### Work to complete:
Render everything in the listing from the line containing "Category: bicycle fender" down to the line containing "[263,0,599,254]", both included, as a numbered list with blank lines left out.

* start Records for this task *

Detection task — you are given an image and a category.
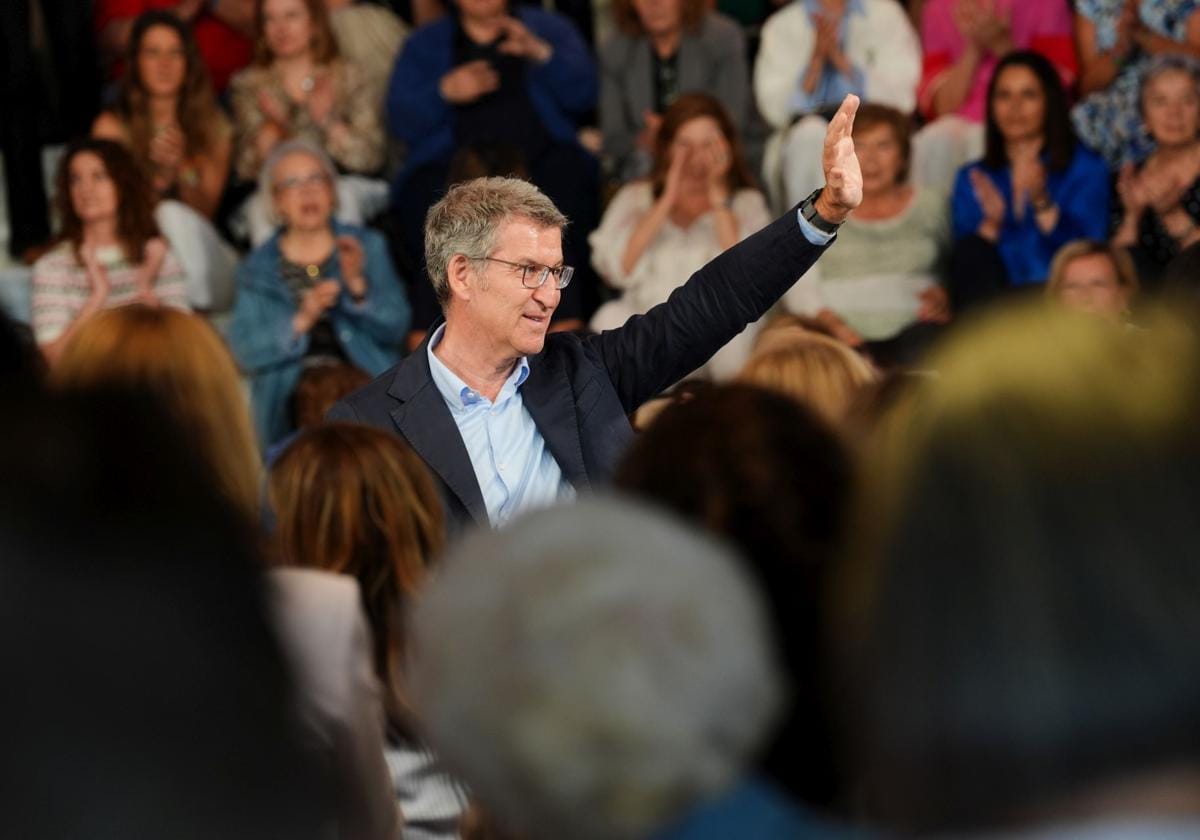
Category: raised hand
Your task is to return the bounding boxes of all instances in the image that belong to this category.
[306,73,336,126]
[968,167,1008,242]
[498,17,554,64]
[292,280,342,335]
[816,94,863,224]
[438,59,500,104]
[337,234,367,299]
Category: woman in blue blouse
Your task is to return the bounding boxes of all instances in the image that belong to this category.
[228,140,410,448]
[950,50,1109,310]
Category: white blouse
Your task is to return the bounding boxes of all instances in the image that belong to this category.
[588,181,770,313]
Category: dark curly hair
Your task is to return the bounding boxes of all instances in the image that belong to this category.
[116,11,223,161]
[983,49,1076,172]
[54,137,158,263]
[650,94,757,197]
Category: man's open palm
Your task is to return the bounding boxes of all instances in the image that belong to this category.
[818,94,863,222]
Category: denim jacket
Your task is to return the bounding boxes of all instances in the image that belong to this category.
[228,221,412,448]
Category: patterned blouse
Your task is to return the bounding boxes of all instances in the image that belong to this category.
[32,242,190,344]
[229,60,384,181]
[1070,0,1200,169]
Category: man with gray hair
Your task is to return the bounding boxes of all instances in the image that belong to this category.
[330,95,863,533]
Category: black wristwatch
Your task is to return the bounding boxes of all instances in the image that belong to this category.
[800,187,841,234]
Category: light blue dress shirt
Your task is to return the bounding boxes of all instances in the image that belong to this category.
[426,210,833,528]
[792,0,866,114]
[427,324,575,527]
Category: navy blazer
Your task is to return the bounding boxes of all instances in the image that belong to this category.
[329,209,828,535]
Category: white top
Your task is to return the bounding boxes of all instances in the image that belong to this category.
[754,0,922,128]
[588,181,772,313]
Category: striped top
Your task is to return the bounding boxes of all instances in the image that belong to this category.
[31,242,191,344]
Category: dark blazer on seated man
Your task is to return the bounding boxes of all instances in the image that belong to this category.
[329,96,862,533]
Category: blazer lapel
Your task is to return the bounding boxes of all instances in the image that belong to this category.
[388,340,490,526]
[521,354,592,490]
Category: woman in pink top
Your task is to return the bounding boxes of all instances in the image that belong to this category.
[913,0,1076,190]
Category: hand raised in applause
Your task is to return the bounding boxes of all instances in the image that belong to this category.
[438,59,500,104]
[292,280,342,336]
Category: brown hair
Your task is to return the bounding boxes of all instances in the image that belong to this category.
[853,102,912,184]
[292,364,371,428]
[116,11,227,163]
[254,0,338,67]
[650,92,756,196]
[54,137,158,263]
[612,0,708,37]
[737,328,878,425]
[268,422,445,734]
[1045,239,1138,299]
[52,305,260,515]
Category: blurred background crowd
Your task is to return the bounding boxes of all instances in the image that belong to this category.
[0,0,1200,840]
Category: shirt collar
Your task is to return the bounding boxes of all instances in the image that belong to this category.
[425,324,529,410]
[803,0,866,18]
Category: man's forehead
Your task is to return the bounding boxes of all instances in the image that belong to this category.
[496,216,563,259]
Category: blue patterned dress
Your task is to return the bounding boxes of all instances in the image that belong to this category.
[1070,0,1200,169]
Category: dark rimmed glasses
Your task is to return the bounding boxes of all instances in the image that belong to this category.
[474,257,575,289]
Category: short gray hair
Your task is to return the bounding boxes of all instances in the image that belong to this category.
[408,498,782,840]
[258,138,337,224]
[425,178,568,308]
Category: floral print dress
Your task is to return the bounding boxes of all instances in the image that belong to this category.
[1072,0,1200,169]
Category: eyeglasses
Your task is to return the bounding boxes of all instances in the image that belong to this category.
[275,172,329,192]
[474,257,575,289]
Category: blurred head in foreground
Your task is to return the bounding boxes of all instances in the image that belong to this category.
[738,328,878,426]
[1045,239,1138,323]
[616,385,851,805]
[409,499,779,840]
[840,302,1200,832]
[53,305,259,511]
[0,391,322,840]
[269,422,444,734]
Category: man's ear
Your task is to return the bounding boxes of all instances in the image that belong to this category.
[446,253,475,301]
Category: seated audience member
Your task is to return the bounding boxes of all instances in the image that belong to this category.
[1072,0,1200,169]
[269,424,466,840]
[754,0,920,206]
[0,386,332,840]
[590,94,770,378]
[229,0,385,247]
[324,0,408,107]
[91,12,235,311]
[614,385,851,811]
[96,0,254,92]
[784,104,950,360]
[1112,58,1200,290]
[835,300,1200,839]
[600,0,751,181]
[53,306,260,517]
[950,52,1109,308]
[388,0,599,344]
[738,328,878,428]
[31,139,187,361]
[228,140,409,446]
[409,499,830,840]
[1046,239,1138,324]
[268,569,407,840]
[913,0,1076,191]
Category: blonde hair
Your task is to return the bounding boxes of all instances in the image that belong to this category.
[738,326,878,425]
[1045,239,1138,300]
[268,422,445,732]
[52,305,260,514]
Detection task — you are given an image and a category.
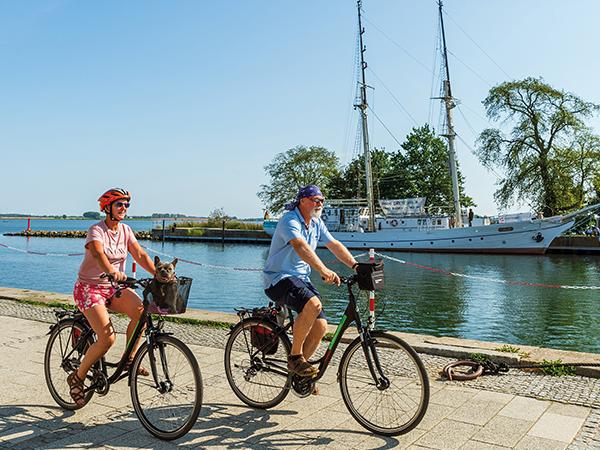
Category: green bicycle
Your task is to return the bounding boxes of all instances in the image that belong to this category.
[225,268,429,436]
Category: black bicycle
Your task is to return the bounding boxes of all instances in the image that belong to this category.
[225,264,429,436]
[44,277,202,440]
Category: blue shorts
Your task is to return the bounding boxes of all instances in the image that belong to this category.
[265,277,327,320]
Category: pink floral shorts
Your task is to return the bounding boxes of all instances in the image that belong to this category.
[73,281,116,312]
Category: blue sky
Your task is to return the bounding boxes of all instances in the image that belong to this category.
[0,0,600,217]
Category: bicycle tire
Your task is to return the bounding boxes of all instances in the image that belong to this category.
[224,318,292,409]
[129,335,203,441]
[338,331,429,436]
[44,319,98,411]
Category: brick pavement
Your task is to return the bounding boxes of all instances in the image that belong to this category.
[0,306,600,449]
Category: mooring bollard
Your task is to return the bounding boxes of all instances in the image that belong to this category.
[221,221,225,245]
[367,248,375,330]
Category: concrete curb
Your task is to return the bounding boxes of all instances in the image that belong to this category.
[0,287,600,378]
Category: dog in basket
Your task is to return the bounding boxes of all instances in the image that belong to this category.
[149,256,182,314]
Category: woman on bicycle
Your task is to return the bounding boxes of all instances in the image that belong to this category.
[67,188,155,406]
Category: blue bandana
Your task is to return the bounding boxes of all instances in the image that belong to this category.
[285,184,323,211]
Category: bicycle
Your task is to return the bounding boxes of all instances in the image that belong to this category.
[44,277,202,440]
[225,264,429,436]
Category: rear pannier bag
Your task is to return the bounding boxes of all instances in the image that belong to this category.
[356,261,384,291]
[250,308,279,355]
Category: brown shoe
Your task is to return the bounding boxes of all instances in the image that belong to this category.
[288,355,319,377]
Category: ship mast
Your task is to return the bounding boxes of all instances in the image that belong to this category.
[354,0,375,231]
[438,0,462,227]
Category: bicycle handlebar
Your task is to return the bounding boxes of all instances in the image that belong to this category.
[100,273,152,289]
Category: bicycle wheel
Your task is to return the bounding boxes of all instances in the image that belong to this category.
[225,319,291,409]
[339,331,429,436]
[129,336,202,440]
[44,319,94,410]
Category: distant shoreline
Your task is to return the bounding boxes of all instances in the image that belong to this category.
[0,216,206,221]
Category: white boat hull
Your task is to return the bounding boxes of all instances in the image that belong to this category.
[331,220,574,254]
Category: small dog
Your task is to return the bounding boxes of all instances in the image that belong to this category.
[150,256,181,314]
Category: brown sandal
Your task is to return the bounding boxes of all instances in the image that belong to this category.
[125,359,150,377]
[67,371,86,408]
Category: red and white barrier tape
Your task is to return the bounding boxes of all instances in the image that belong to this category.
[376,253,600,290]
[0,243,600,291]
[0,243,84,256]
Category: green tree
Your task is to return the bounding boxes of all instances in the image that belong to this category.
[83,211,102,220]
[328,148,390,201]
[476,78,598,216]
[381,124,475,212]
[557,128,600,209]
[257,145,339,212]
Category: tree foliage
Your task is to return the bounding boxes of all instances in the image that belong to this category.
[382,125,475,211]
[330,125,474,212]
[83,211,102,220]
[258,125,474,212]
[258,145,339,212]
[476,78,598,216]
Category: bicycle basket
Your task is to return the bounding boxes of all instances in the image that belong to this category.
[356,261,384,291]
[250,307,279,355]
[144,277,192,315]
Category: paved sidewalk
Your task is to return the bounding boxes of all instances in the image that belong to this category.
[0,314,600,449]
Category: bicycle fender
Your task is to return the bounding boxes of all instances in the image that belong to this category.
[336,336,361,383]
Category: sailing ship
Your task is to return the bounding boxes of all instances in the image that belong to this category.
[263,0,599,254]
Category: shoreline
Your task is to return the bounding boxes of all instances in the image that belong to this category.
[0,287,600,378]
[3,228,600,255]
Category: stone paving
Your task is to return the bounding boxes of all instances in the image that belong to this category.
[0,300,600,449]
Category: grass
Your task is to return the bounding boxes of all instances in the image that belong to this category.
[494,344,521,353]
[540,359,575,377]
[177,219,263,230]
[494,344,530,358]
[469,353,490,364]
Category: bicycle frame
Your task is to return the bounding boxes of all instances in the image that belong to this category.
[57,289,169,392]
[249,277,389,388]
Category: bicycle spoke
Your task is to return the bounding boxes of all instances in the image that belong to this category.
[341,332,429,435]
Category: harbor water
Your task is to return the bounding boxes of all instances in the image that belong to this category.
[0,220,600,353]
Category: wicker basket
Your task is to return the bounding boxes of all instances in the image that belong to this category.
[144,277,192,315]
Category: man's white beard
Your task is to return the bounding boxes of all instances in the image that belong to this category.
[310,209,323,219]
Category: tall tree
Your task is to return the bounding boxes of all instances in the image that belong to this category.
[330,125,474,212]
[328,148,390,200]
[476,78,598,216]
[257,145,339,213]
[380,124,475,212]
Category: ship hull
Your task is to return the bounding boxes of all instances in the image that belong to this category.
[331,220,574,255]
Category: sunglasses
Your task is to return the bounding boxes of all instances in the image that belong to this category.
[309,198,325,205]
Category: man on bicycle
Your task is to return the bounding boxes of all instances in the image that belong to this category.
[263,185,357,376]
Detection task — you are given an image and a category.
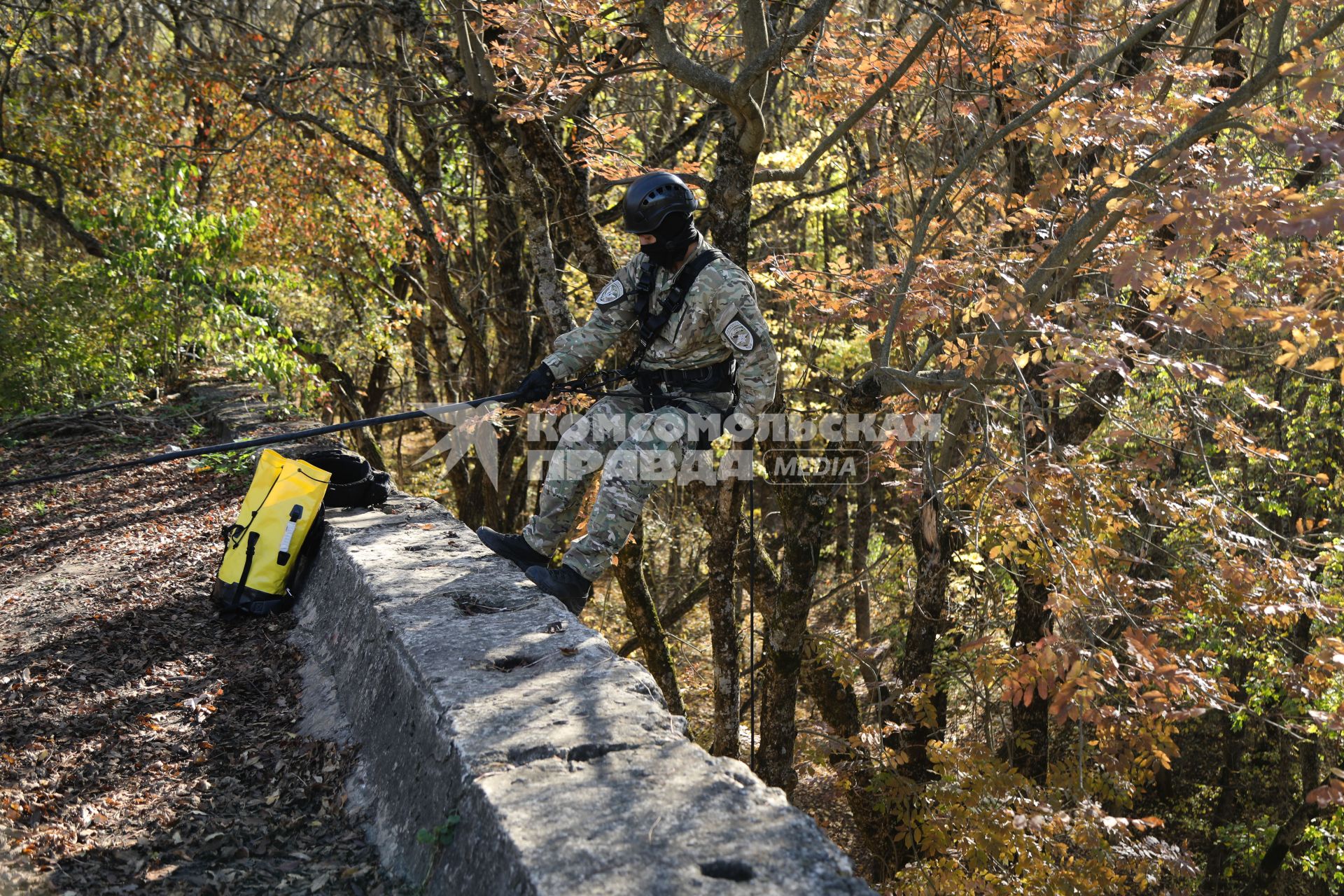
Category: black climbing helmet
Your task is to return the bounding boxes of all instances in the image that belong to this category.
[625,171,699,234]
[294,447,391,507]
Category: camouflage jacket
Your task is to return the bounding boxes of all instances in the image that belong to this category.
[545,239,780,418]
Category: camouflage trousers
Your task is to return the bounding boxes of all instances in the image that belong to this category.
[523,392,732,582]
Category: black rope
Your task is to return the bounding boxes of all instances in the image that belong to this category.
[748,462,755,770]
[0,390,521,489]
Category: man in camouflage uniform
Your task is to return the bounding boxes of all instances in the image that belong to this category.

* end Records for this task *

### Final answer:
1. Category: bicycle fender
2. Your task is to return the bounding boxes of all instances in the image that belong to this category.
3. [336,336,361,383]
4. Category: sailing ship
5. Your task is to return the bounding boxes of all instances in the image that belong to this category.
6. [263,0,599,254]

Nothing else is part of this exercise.